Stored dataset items
Start of Block

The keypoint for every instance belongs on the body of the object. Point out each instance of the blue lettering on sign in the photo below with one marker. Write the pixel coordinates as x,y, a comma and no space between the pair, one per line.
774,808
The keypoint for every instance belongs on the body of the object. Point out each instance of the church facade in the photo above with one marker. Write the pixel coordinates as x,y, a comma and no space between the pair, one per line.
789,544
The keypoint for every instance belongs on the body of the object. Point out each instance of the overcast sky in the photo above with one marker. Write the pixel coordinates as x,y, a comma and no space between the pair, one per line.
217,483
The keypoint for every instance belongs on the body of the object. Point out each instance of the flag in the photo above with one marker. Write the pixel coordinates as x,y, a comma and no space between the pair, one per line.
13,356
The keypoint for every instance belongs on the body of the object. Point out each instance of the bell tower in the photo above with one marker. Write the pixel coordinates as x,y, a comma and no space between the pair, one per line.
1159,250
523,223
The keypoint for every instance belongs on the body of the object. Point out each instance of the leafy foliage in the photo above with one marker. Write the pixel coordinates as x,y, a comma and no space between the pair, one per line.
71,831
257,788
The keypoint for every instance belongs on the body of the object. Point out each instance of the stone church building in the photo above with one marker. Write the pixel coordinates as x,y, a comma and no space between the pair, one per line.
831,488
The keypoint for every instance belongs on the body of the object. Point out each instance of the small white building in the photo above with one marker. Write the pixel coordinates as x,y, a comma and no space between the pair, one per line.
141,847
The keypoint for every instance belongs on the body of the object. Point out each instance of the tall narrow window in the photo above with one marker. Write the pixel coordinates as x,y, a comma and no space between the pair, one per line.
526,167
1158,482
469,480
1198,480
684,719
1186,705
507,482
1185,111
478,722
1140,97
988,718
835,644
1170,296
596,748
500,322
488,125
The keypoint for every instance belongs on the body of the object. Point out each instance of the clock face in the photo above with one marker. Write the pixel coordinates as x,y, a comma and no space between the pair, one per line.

End of Block

## [Problem]
Every entry should be retyped exactly as it appears.

## [Task solution]
The keypoint for every instance belongs on the body of the object. Point out each instance of the blue lettering on sign in the photo below with one marker. Write the pixel coordinates as x,y, a comma and no space between the pair, one per line.
774,808
The keypoint for every instance belongs on the body of the object. Point out each instance of the church facade in the photo above with one marker. Write the pixel coordinates as x,y, a comma and no space between the pair, one per line.
789,544
The keypoint for every instance belongs on the body of the object. Point out each instance of the overcast sky in the photo above with one marker. Write the pixel coordinates as x,y, a comma and no space between the pair, one per line.
217,483
The keypoint for every instance belongs on the body of the object. Point out each instance of the flag in the photo above with one marker. Write the pixel coordinates as x,y, a comma and no space between the pair, one per line.
13,356
The keypoint for every instance belongs on the body of the object. Point out each instance of the bell tower in the photo above with one marker. Write the pixel coordinates as x,y, a comma and no space between the pair, one per line.
1159,250
523,223
The keypoint for every instance belongs on the body of the object. Point out each instance of the leafy foliage in the photo above with one marker. Write the pixel coordinates as x,y, a comma and no space between the pair, one per line.
71,831
257,788
The keypoint for every instance belongs on the body of the object. Point out each instance of the stone church building in the photo above with one marker. Write the pixel coordinates as x,y, a comma and no space between the pair, one per line.
831,488
The keypoint for every instance belongs on the body of the object. Point out each instance of the small white building in the photo above with one marker. Write the pixel coordinates as x,y, a comma and no space between the pair, one per line.
141,847
The keypoint for every instance belongs on the body of the object. Point out each instance of the tall narrow window in the photo above with one marker. Write the pixel coordinates as x,y, a comma and no space between the pair, one per line.
526,167
1158,482
469,480
1198,480
684,719
1186,705
507,482
1185,111
478,722
1140,97
988,718
835,644
1170,296
596,748
500,322
488,125
The keypoint for every instance belongs on the body of the object. Point out each instance of the clock face in the photo above with one marker. Write the pixel coordinates as x,y, a comma and no space between the pair, one per line.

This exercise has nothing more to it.